[START OF Quoted text]
26.Unlike the Introit and Communion antiphons, which have a neumatic texture and are accompanied by psalm verses sung to a simple tone by the choir, the Alleluia is a responsorial chant: melismatic in texture, with a single virtuosic verse sung by a soloist. Alleluya, Multifarie is a joyful and extroverted chant in the seventh Mode: an authentic (high) Mixolydian mode with a final pitch on G. The Response of Alleluya occupies the first two staves: this portion of the chant would be intoned by a single cantor or group of cantors. As is typical of Alleluia melodies, Alleluya, Multifarie is built on the principle of motivic repetition and variation. An example of this may be seen in the opening of the melody, where the three pitch motive G-a-G on the syllable A is followed by an ascending triad built on the undertone: F-a-c; followed by a repletion of G-a-G, and on lu the ascending triad repeats, this time blooming to cadence on the reciting tone of d on the concluding syllable ya. This much is repeated by the choir, then all join together on the textless melisma known as the jubilus which follows. The virtuosic solo verse, Multifarie begins on the fourth staff, but is cut off after the text olim de.
[END OF Quoted text]
According to the passage on the chant Alleluya, Multifarie, what mode is the chant in?
[START OF Dataset excerpt]
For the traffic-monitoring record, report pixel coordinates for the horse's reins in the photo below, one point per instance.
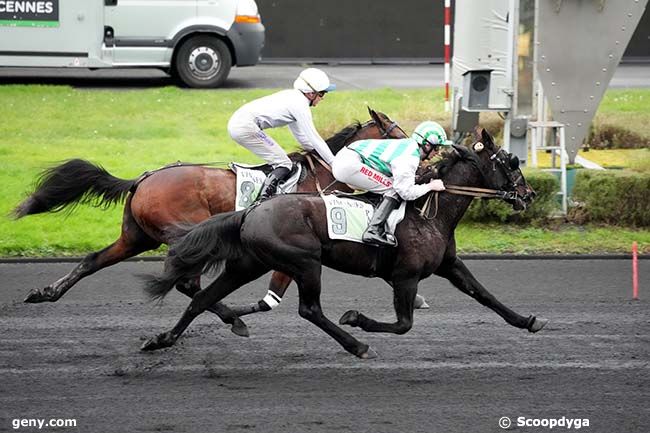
[END OF Dataset excerpt]
**Expected answer**: The seventh mode, an authentic (high) Mixolydian mode with a final pitch on G.